(Stored items)
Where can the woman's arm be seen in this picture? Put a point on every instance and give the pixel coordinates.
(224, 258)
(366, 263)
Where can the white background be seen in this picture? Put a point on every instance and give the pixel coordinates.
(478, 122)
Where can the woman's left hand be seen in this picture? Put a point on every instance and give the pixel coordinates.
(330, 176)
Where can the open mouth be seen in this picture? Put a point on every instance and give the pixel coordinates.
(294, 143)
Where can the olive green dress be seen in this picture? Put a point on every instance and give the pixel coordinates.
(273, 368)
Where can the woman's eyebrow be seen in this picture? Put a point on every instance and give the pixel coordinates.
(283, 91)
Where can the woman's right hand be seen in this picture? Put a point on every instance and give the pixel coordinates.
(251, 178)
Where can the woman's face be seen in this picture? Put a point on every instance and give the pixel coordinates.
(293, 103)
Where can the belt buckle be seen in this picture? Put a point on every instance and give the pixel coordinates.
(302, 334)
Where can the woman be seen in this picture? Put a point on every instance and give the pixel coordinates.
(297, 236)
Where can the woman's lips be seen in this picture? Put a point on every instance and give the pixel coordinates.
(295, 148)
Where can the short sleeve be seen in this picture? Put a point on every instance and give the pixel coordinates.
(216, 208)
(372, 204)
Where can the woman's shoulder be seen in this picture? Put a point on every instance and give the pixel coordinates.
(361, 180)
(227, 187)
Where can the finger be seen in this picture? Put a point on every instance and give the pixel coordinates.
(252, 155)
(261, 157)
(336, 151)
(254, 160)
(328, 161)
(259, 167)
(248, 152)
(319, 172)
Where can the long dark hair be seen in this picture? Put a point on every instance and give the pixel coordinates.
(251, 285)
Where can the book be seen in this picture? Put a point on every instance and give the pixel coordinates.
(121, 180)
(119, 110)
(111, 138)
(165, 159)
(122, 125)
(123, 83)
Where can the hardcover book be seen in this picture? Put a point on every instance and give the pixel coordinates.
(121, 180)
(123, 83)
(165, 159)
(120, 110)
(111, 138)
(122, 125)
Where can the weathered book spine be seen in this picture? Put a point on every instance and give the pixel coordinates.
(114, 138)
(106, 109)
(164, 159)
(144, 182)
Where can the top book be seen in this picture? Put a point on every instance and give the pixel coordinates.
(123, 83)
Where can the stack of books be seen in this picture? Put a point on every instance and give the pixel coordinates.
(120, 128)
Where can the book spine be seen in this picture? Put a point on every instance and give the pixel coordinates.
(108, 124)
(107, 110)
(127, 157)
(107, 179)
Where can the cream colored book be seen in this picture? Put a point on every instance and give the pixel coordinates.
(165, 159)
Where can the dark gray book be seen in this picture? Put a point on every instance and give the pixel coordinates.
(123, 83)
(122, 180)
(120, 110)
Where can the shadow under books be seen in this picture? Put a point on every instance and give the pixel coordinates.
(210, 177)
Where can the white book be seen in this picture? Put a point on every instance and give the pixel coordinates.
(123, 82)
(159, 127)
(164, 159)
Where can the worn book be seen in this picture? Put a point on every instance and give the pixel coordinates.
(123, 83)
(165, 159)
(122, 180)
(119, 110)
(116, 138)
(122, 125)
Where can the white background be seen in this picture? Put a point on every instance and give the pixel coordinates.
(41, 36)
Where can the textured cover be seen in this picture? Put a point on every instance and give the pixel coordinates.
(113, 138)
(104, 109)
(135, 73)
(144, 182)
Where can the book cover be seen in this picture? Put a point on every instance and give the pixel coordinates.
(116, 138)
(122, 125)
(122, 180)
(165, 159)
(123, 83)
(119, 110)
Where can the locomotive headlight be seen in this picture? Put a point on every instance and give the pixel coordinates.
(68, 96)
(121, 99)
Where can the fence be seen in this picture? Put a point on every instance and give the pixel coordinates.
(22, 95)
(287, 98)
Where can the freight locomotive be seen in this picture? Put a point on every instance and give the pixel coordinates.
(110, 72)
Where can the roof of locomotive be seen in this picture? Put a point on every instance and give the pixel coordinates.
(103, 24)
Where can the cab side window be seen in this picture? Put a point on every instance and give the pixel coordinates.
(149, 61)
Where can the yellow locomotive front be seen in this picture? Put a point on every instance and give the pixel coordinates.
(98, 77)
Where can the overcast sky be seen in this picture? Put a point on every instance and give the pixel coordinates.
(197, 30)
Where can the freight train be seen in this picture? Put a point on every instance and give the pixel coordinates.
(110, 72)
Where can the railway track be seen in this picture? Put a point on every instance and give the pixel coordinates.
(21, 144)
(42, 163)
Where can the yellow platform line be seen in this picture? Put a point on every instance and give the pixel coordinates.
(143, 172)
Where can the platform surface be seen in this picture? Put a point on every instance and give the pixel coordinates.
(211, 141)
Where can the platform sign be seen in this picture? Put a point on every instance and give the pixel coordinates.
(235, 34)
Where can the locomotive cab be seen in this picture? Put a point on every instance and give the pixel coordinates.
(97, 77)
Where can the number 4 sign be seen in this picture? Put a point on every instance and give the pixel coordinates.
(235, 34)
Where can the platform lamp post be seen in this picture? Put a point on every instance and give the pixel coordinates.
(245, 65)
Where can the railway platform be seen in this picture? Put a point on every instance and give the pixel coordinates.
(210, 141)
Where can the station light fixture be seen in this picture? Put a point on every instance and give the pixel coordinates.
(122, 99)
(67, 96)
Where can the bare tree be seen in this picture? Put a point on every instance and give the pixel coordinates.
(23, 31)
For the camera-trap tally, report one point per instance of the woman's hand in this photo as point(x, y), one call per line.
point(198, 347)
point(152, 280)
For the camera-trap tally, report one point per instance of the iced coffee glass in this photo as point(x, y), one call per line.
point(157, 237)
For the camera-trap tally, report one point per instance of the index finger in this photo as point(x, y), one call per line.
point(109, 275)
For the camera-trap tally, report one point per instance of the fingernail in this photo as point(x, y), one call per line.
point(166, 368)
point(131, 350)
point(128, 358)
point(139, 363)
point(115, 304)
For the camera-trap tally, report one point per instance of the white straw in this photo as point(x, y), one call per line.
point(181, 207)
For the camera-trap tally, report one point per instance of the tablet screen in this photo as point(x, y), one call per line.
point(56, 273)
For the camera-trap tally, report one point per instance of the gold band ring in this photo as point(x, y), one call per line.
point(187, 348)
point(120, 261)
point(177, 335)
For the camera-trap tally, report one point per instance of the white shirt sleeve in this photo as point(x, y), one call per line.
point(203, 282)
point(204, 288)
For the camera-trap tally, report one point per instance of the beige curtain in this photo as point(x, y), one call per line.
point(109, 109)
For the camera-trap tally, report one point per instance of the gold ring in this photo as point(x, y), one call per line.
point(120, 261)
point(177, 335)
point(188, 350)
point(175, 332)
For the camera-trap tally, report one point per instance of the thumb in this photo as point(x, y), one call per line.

PROBLEM TO SOLVE — Transcribe the entries above, every line exactly as it reads.

EXERCISE RESULT —
Where can the woman's arm be seen in this picture? Put a point on every instance and give the pixel coordinates.
(224, 258)
(366, 263)
Where can the white background be seen in this picture? Put a point on every instance and give the pixel coordinates.
(478, 122)
Where can the woman's left hand be seen in this picture? Put a point on every instance and give the pixel coordinates.
(330, 176)
Where can the open mouth be seen in this picture? Put a point on every instance and give the pixel coordinates.
(294, 143)
Where can the olive green dress be seen in this picture? Put a point on every instance and give the pixel coordinates.
(273, 368)
Where can the woman's eyebrow be seen in this picture? Put a point on every instance and give the pixel coordinates.
(283, 91)
Where can the woman's right hand be seen in this picture? Put a point on every instance and give the pixel coordinates.
(251, 178)
Where can the woman's face be seen in this picture? Put a point on every instance and give the pixel coordinates.
(293, 103)
Where can the belt buckle be seen in this picture? Put a point on every instance and give the pixel coordinates.
(302, 334)
Where can the woman be seen in this picture? Put a point on every instance and give the pixel coordinates.
(297, 236)
Where can the woman's lips be seen in this picture? Put a point on every instance and give the pixel coordinates.
(295, 148)
Where can the short sleeve be seen in this picture? Put a point on every instance and give the pixel coordinates.
(216, 208)
(372, 204)
Where can the woman's shoulder be seen in this picture? Put a point on every instance and give the pixel coordinates.
(361, 180)
(227, 187)
Where can the finger be seen in this picture? Put a point on every instance and give the pixel coordinates.
(252, 155)
(261, 157)
(336, 151)
(254, 160)
(328, 161)
(259, 167)
(248, 152)
(319, 172)
Where can the long dark hair be seen in this picture? Put a point on every instance and give the pixel coordinates.
(251, 285)
Where can the book be seen in this picture? Put a point on every instance and give the pixel coordinates.
(121, 180)
(119, 110)
(111, 138)
(165, 159)
(122, 125)
(123, 83)
Where can the hardcover book be seen in this picture? Put a point on every instance and give the pixel coordinates.
(121, 180)
(123, 83)
(165, 159)
(120, 110)
(111, 138)
(122, 125)
Where can the weathered book spine be seen in this picture? Put a point on every instance and give the pixel coordinates.
(114, 138)
(106, 109)
(164, 159)
(144, 182)
Where can the top book be seen in this picture? Put a point on every instance and give the pixel coordinates.
(123, 83)
Where can the stack of books be seen in this picture? Put a point on every instance and give the pixel coordinates.
(120, 128)
Where can the book spine be seen in this picture? Put a point on every instance and give the pixel coordinates.
(108, 124)
(107, 110)
(127, 157)
(107, 179)
Where can the cream colored book be seen in this picture? Put a point on every instance and give the pixel coordinates.
(165, 159)
Where can the dark gray book be seen in this picture? Put a point on every instance and give the pixel coordinates.
(123, 83)
(122, 180)
(120, 110)
Where can the shadow under books be seen in this picture? Put a point on every instance and give the pixel coordinates.
(210, 177)
Where can the white book be seen in this picture? Put a point on every instance and give the pixel coordinates.
(123, 82)
(159, 127)
(164, 159)
Where can the worn book be seen in this picture? Put a point on every instance and give the pixel coordinates.
(123, 83)
(165, 159)
(122, 180)
(119, 110)
(116, 138)
(122, 125)
Where can the white background be seen in this picture? Put a point on every instance and give the pixel coordinates.
(41, 36)
Where can the textured cover be seen in this picture? Put a point on every instance and give the pixel coordinates.
(113, 138)
(104, 109)
(135, 73)
(144, 182)
Where can the book cover be seen in this picture? Put a point on every instance and give the pixel coordinates.
(116, 138)
(122, 125)
(122, 180)
(165, 159)
(123, 83)
(119, 110)
Where can the locomotive headlight be seen in this picture? Put a point on every instance and give the pixel coordinates.
(68, 96)
(121, 99)
Where can the fence be seen in this picture? Put a point on every instance and give the pixel coordinates.
(22, 95)
(287, 98)
Where can the freight locomotive be seen in this picture? Put a point on every instance and give the pixel coordinates.
(110, 72)
Where can the roof of locomotive be seen in this picture? Put a point on every instance and give the pixel coordinates.
(103, 24)
Where can the cab side window be seen in this picture? Put a point on every instance and give the pixel coordinates.
(149, 61)
Where can the yellow locomotive front be seen in this picture? Put a point on every instance and give the pixel coordinates.
(98, 77)
Where can the overcast sky be seen in this picture? Put a point on every instance and give the pixel coordinates.
(197, 30)
Where can the freight train be seen in this picture? Put a point on every instance and give the pixel coordinates.
(110, 72)
Where can the railway track be seen in this picture? Put a point on every instance and give the pixel coordinates.
(21, 144)
(42, 163)
Where can the yellow platform line be seen in this picture? Put a point on every instance and give the pixel coordinates.
(143, 172)
Where can the platform surface be seen in this picture? Put a point on every instance and give the pixel coordinates.
(211, 141)
Where can the platform sign be seen in this picture? Put a point on every instance and give the pixel coordinates.
(235, 34)
Where can the locomotive cab be seen in this picture? Put a point on every instance and give the pixel coordinates.
(97, 77)
Where can the number 4 sign be seen in this picture? Put a point on every instance and give the pixel coordinates.
(235, 34)
Where can the platform lamp post be seen in this picture? Put a point on every instance and give the pixel coordinates.
(245, 65)
Where can the railway platform be seen in this picture? Put a point on every instance and give the pixel coordinates.
(210, 141)
Where can the station light fixture be seen in this picture? Put a point on every instance and give the pixel coordinates.
(122, 99)
(67, 96)
Where can the bare tree be seen in this picture? Put a point on every instance and give the pixel coordinates.
(23, 31)
For the camera-trap tally, report one point per instance of the woman's hand in this photo as point(x, y), one call per line.
point(198, 347)
point(152, 280)
For the camera-trap tally, report one point per instance of the iced coffee glass in this photo as point(x, y), one call per line.
point(157, 237)
For the camera-trap tally, report one point per instance of the index finger in this photo as point(x, y), one call per line.
point(109, 275)
For the camera-trap tally, report one point per instance of the fingernail in this photo as point(x, y), one call per line.
point(166, 368)
point(131, 350)
point(128, 358)
point(139, 363)
point(115, 304)
For the camera-trap tally, report one point per instance of the white straw in this photo as point(x, y), one call per line.
point(181, 207)
For the camera-trap tally, report one point per instance of the tablet screen in this photo as point(x, y), one call per line.
point(56, 273)
For the camera-trap tally, report one point per instance of the gold band ring in this photo as point(x, y), one call per line.
point(187, 348)
point(120, 261)
point(177, 335)
For the camera-trap tally, report one point per instance of the white shirt sleeve in this photo as point(x, y), one call per line.
point(203, 282)
point(204, 288)
For the camera-trap tally, report one point per instance of the beige curtain in this photo as point(x, y), one call per line.
point(109, 109)
For the camera-trap tally, report one point per instance of the gold ring in this photo as point(x, y), one call per line.
point(120, 261)
point(177, 335)
point(188, 350)
point(175, 332)
For the camera-trap tally, report one point per instance of the thumb in this photo as point(x, y), one call per line.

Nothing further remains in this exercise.